John Waldie, 59, portfolio manager
“These courts are gorgeous. The colour, the surface, everything is done beautifully. I’m out today with my son, Ian, and some people from his hockey team. I usually play other racquet sports at the Badminton and Racquet Club, but I started playing pickleball two years ago. I had torn my meniscus, but I found I was able to play without pain. I loved it immediately. My playing style is called a basher, when you just hit the ball hard, as opposed to the dink shots, which are for the better players.”
Sean Arseneau, 14, student (left), and Ian Waldie, 14, student (right)
Sean: “I started playing pickleball this summer at my grandparent’s house in New Brunswick. It was hard at first, but I got the hang of it. I like playing with my uncle Chuck because he’s really good. He plays a lot. My style of play is somewhere between power and finesse. A tip for anyone starting out: you can hit the ball as hard as you want, as long as you give it a top spin.”
Ian: “I started playing four years ago at my aunt’s cottage on Lake Simcoe. She has a pickleball court there. My favourite person to play with is my mom—she’s not that good, but she’s always supportive and makes me feel better when I make mistakes. I try to move the ball around while maintaining my position. I never overcommit. If you’re just starting out, don’t get too upset when you make a mistake. Focus on the basics and keep having fun.”

(Parts of the exercise)
1. List every person named in the pickleball interviews.
2. Write a continuation of the pickleball interviews that picks up after Ian's last quote.

(Excerpts from a dataset)
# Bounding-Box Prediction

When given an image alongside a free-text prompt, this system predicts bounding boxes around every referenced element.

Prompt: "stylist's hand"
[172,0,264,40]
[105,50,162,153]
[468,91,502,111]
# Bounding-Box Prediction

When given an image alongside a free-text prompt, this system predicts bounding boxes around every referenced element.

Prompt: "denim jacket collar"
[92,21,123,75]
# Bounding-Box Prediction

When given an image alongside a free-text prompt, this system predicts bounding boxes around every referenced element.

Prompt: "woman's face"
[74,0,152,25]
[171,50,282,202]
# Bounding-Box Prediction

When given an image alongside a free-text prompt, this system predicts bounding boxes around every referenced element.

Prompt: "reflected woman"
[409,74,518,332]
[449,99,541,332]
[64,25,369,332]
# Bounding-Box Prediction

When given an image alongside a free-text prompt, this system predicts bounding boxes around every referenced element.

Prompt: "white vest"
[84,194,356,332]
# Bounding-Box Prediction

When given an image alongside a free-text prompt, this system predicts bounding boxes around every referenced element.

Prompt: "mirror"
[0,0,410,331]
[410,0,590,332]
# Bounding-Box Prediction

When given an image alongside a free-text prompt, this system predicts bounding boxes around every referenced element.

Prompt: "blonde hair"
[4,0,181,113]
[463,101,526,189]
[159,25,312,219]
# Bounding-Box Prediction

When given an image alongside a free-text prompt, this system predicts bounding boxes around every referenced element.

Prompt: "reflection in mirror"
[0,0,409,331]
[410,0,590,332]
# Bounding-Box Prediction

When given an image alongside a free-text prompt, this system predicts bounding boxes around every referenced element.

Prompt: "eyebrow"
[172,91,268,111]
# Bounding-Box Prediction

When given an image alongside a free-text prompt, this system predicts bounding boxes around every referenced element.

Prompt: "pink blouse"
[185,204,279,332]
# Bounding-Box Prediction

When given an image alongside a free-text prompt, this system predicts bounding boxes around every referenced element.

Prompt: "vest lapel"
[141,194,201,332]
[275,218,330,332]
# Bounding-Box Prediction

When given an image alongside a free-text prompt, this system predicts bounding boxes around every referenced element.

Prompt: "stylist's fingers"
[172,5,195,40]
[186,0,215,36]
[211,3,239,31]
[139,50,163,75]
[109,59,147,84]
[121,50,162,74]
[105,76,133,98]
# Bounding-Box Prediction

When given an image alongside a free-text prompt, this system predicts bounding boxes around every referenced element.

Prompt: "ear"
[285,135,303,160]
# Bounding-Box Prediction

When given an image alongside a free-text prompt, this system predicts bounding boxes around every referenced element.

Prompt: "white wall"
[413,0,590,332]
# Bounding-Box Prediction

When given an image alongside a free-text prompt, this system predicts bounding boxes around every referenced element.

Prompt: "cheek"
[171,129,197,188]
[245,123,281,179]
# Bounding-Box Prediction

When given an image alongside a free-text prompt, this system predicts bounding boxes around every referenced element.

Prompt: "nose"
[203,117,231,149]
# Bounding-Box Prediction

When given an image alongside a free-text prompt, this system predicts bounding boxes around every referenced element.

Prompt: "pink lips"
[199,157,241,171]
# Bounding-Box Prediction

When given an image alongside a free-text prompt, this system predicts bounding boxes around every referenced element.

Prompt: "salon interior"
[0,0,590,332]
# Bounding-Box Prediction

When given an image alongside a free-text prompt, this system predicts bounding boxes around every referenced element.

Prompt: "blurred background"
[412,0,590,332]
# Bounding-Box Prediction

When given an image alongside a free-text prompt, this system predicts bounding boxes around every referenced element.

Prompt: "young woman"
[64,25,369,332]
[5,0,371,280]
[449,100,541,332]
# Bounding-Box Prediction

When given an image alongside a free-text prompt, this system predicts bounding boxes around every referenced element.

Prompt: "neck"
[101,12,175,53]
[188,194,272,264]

==

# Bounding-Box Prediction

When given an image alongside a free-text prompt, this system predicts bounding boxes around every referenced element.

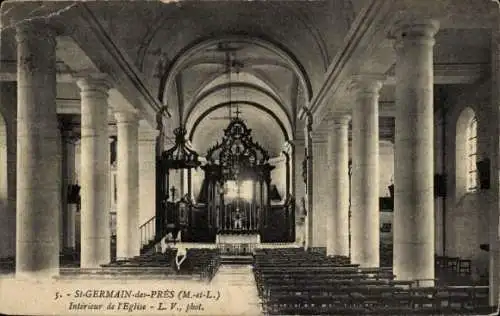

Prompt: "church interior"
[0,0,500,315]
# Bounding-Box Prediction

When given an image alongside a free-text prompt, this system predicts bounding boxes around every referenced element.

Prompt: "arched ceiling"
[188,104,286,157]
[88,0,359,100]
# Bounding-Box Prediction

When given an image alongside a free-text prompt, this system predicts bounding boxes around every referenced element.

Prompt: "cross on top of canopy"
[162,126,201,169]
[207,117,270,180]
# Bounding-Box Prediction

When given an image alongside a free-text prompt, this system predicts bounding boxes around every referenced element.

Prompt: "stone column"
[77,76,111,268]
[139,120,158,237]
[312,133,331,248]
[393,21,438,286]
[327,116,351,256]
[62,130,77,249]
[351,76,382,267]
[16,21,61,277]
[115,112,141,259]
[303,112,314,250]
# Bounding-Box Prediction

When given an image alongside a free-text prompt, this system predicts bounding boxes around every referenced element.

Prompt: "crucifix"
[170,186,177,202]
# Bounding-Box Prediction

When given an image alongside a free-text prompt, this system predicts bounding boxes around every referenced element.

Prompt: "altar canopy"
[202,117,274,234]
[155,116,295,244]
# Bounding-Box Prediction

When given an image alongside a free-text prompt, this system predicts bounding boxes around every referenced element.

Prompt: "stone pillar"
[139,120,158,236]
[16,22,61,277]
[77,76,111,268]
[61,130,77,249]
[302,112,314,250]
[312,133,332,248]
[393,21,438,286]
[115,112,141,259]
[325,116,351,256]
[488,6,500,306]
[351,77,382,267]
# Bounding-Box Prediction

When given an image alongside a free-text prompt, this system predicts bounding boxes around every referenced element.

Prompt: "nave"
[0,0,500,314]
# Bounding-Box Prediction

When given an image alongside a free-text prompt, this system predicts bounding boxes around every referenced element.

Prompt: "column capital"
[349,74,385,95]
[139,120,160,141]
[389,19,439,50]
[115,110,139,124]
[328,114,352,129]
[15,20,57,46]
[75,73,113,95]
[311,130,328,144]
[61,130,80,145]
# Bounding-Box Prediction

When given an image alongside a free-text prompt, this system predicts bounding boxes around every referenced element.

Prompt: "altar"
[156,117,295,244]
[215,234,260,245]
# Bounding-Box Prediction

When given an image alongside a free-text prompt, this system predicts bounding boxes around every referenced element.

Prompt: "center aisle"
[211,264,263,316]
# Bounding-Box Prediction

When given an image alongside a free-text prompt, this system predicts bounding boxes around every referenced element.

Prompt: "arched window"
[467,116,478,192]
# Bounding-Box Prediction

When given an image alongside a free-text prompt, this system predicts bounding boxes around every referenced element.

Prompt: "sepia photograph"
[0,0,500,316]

(Answers provided)
1. John Waldie, Ian Waldie, Sean Arseneau, Chuck

2.
Sindy Vertlieb, 67, retired teacher
“I started playing pickleball in June. I had heard a lot about it, and I was looking for something fun to do sport-wise. I like to say that pickleball called to me and I answered. I take lessons at a place called Progress Pickleball, at Kennedy and the 401. It’s really easy to pick it up—the more you play, the better you get. The joy is in being able to play with a variety of people, young and old. I play with someone named Vivian, who’s 92—a fabulous player. Whenever I play, I try to have fun, challenge myself, keep the rally alive and laugh a lot. These courts are fantastic—the surface is great, and I love the fresh air. I wish there were more courts like this.”
Karen Morris, 59, retired salesperson
“I started playing three weeks ago. These courts are near my house, and I thought it would be a good way to meet people in the neighbourhood. I play with the people in my clinic. I’d love to play with my kids, but they don’t want to play with me. They say pickleball is for old people. I say, ‘No, all the people in my clinic are half my age. Come out and play.’ My style is slow and steady, consistent. I’ve only been playing a short while, but I’ve learned from watching other people. Patience is the key to winning. I think the courts are amazing. I hope they find a way to put a canopy over them for the winter.”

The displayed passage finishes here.